#### Record excerpts
○ ○ ○ ○ ○ ○ ○

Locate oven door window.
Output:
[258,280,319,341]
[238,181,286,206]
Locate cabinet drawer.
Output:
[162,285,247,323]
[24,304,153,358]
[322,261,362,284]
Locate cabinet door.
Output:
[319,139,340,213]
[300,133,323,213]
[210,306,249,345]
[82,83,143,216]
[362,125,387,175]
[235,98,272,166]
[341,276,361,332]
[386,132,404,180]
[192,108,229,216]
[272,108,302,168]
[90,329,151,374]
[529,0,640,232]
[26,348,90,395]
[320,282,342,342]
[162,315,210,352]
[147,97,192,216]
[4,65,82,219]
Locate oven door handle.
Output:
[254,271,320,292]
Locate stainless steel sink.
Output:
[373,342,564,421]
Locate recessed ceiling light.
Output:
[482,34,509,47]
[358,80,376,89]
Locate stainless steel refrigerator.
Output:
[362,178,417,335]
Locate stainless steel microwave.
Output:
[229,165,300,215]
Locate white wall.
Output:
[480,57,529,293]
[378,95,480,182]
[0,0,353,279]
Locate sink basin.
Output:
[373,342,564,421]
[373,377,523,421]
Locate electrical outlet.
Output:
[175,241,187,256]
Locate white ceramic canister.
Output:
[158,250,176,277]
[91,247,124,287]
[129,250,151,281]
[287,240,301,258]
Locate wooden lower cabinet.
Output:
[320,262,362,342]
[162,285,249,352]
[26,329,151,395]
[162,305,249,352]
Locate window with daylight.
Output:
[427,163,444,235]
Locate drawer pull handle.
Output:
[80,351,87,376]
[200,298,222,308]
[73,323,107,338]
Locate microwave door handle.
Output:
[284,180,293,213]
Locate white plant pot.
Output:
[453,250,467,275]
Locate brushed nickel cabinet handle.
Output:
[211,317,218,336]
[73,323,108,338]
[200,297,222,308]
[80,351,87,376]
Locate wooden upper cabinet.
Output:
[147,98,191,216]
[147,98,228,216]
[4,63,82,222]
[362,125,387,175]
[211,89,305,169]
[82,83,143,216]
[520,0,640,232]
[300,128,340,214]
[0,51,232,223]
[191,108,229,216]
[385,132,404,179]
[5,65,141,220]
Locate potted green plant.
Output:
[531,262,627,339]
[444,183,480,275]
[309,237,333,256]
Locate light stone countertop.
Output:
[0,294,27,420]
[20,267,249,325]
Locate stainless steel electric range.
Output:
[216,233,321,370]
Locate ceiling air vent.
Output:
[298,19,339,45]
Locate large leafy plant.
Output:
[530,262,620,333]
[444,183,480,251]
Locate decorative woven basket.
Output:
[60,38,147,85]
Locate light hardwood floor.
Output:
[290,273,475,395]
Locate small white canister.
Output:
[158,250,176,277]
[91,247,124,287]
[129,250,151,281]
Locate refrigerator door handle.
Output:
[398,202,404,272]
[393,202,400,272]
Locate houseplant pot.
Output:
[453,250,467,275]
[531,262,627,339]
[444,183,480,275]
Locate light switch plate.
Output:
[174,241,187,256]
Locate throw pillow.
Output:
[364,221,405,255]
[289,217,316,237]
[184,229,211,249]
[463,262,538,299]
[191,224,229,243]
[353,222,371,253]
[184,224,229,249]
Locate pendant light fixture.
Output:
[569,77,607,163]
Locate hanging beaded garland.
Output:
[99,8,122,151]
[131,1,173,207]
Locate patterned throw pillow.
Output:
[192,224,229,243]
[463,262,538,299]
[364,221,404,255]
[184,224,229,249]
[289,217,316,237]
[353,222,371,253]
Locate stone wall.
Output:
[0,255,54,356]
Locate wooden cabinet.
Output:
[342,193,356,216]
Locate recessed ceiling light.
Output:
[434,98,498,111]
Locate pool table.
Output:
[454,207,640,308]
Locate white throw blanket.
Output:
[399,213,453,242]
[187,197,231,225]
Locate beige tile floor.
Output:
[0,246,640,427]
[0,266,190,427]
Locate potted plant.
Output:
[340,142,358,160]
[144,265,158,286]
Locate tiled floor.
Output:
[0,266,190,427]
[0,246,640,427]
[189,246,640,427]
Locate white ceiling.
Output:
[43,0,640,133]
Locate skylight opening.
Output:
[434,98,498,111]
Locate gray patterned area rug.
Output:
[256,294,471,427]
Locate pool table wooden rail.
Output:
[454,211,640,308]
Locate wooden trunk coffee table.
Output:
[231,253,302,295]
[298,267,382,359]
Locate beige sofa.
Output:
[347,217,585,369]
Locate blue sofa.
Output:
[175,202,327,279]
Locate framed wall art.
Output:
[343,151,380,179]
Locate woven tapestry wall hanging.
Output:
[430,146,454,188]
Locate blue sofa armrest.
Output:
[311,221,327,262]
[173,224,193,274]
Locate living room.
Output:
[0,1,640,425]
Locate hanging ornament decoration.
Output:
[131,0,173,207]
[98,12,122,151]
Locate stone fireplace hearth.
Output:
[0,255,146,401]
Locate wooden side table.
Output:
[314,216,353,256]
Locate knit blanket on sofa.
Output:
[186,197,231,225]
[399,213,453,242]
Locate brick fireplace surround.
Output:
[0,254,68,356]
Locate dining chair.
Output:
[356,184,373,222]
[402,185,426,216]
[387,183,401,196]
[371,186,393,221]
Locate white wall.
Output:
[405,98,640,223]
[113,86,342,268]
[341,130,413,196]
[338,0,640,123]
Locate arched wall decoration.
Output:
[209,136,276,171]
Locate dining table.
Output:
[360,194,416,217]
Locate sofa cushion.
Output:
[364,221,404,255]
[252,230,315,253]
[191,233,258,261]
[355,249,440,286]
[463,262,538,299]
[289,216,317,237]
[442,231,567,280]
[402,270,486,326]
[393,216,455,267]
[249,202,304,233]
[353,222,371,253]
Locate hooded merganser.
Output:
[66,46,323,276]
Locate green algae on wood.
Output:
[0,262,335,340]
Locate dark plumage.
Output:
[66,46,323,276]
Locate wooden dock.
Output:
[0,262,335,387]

○ ○ ○ ○ ○ ○ ○

#### Work to do
Repeat the data above word for word, starting at the line that contains "Locate wooden side table." and stopping after the line that contains "[0,254,68,356]".

#### Answer in full
Locate wooden side table.
Output:
[314,216,353,256]
Locate knit blanket on sofa.
Output:
[186,197,231,225]
[399,213,453,242]
Locate brick fireplace surround.
Output:
[0,254,68,356]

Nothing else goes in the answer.